Here are some records. Copy each one exactly.

::::::::::

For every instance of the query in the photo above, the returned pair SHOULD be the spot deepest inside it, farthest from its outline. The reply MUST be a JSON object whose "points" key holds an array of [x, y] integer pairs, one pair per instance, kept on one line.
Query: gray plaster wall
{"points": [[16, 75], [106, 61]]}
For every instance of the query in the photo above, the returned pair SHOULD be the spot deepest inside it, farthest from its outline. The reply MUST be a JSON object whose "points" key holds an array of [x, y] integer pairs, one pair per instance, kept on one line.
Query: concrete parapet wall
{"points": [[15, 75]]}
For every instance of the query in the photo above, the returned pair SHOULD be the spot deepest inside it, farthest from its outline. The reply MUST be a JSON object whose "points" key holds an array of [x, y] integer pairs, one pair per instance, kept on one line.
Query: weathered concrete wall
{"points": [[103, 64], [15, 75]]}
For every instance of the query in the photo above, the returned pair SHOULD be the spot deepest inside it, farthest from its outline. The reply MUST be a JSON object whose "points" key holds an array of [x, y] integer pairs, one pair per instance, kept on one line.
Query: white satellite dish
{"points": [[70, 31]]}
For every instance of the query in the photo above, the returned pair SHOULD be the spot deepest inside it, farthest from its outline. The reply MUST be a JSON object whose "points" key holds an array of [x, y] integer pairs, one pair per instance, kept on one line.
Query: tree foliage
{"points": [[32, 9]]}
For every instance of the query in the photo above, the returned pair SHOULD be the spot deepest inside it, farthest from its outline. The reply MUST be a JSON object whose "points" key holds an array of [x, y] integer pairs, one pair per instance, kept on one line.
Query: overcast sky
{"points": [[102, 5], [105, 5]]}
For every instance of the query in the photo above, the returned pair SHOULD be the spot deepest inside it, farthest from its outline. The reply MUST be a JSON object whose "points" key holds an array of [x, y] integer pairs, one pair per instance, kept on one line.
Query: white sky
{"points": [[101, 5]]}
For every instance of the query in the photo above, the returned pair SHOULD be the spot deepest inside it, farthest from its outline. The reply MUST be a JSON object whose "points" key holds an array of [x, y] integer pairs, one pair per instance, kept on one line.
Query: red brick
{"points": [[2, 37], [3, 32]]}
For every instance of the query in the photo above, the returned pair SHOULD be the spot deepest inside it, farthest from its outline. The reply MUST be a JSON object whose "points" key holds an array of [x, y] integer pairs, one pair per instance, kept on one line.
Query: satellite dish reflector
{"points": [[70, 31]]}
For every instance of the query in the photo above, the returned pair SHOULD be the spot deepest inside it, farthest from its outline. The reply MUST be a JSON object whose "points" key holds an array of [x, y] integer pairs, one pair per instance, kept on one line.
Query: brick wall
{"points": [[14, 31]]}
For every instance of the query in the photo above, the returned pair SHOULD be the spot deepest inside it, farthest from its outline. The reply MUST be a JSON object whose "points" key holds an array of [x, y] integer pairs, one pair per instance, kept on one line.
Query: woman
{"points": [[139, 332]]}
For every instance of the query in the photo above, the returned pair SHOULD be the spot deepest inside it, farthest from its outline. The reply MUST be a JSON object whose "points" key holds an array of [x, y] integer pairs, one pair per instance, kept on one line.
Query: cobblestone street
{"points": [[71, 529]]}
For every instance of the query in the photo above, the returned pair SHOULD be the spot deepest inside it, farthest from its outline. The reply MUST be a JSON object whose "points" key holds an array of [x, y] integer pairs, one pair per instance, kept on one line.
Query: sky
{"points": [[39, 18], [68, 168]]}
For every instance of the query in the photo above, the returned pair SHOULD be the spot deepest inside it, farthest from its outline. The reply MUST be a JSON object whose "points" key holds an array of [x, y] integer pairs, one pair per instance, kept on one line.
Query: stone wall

::::::::::

→ The reply
For every instance of the query in the photo above, the returned pair SHOULD be the spot deepest inside it, farthest from its outline. The reply MUST be a JSON object whose "points" key holds an array of [x, y] integer pairs, one pair per instance, kept on one line.
Query: gray plaster wall
{"points": [[16, 75], [106, 61]]}
For every instance of the query in the photo above, the returned pair SHOULD be the spot deepest inside it, farthest from its outline. The reply MUST be a JSON object whose "points" key holds an array of [x, y] integer pairs, one pair per instance, kept on one line.
Query: concrete parapet wall
{"points": [[15, 75]]}
For every instance of the query in the photo above, the returned pair SHOULD be the spot deepest inside it, farthest from its outline. The reply MUST be a JSON object whose "points" key holds an array of [x, y] integer pairs, one pair per instance, kept on one line.
Query: weathered concrete wall
{"points": [[103, 64], [15, 75]]}
For every instance of the query in the photo above, the returned pair SHOULD be the spot deepest inside it, farthest from its outline. The reply MUST be a JSON object whose "points" key holds an array of [x, y] integer pairs, one pair per instance, kept on one line.
Query: white satellite dish
{"points": [[70, 31]]}
For every instance of the query in the photo above, the returned pair SHOULD be the spot deepest inside it, farthest from its outline. The reply MUST be a JSON object whose "points" key holds an array of [x, y] integer pairs, one pair per instance, kept on one line.
Query: tree foliage
{"points": [[32, 9]]}
For every instance of the query in the photo above, the returned pair SHOULD be the spot deepest inside it, farthest from its outline. The reply MUST be a JSON object whose "points" key holds an array of [x, y] integer pairs, one pair per instance, kept on one line.
Query: overcast sky
{"points": [[102, 5], [105, 5]]}
For every instance of the query in the photo above, the returned pair SHOULD be the spot deepest inside it, farthest from its outline. The reply MUST be a JSON object whose "points" key holds an array of [x, y] integer pairs, one pair per instance, kept on one line.
Query: white sky
{"points": [[101, 5]]}
For every instance of the query in the photo above, the returned pair SHOULD be the spot deepest inside it, farthest from its outline. The reply MUST be a JSON object whose "points" key holds an array of [x, y] integer pairs, one pair per instance, kept on one line.
Query: red brick
{"points": [[2, 37], [3, 32]]}
For every instance of the query in the photo above, the returned pair SHOULD be the spot deepest inside it, farthest from its outline. The reply MUST be a JSON object whose "points" key holds an array of [x, y] integer pairs, one pair per instance, kept on one line.
Query: satellite dish reflector
{"points": [[70, 31]]}
For every instance of the query in the photo above, the returned pair SHOULD be the spot deepest inside it, farthest from its outline. The reply MUST be a JSON object whose "points" key holds an array of [x, y] integer pairs, one pair per instance, kept on one line.
Query: brick wall
{"points": [[14, 31]]}
For every instance of the query in the photo above, the returned pair SHOULD be the spot deepest inside it, farthest from its outline. The reply MUST be a JSON object whose "points" key holds an array of [x, y] integer pairs, one pair per instance, kept on one line.
Query: woman
{"points": [[139, 332]]}
For every instance of the query in the photo above, the returned pair SHOULD be the spot deepest inside it, farthest from its outline. The reply MUST be a JSON object whose "points" key holds an array of [x, y] integer pairs, one pair per instance, kept on one line.
Query: cobblestone street
{"points": [[71, 529]]}
For every instance of the query in the photo above, the returned pair SHOULD be the spot deepest inside it, farthest from its outline. The reply MUST be a JSON object whose "points" key holds an array of [x, y] integer pairs, one pair per instance, kept on one line.
Query: sky
{"points": [[39, 18], [68, 168]]}
For every instance of the query in the photo above, the returned pair SHOULD be the spot deepest inside it, farthest from its outline. The reply MUST be a JSON object whose "points" key holds an array of [x, y] integer pairs, one pair per instance, kept on one line.
Query: stone wall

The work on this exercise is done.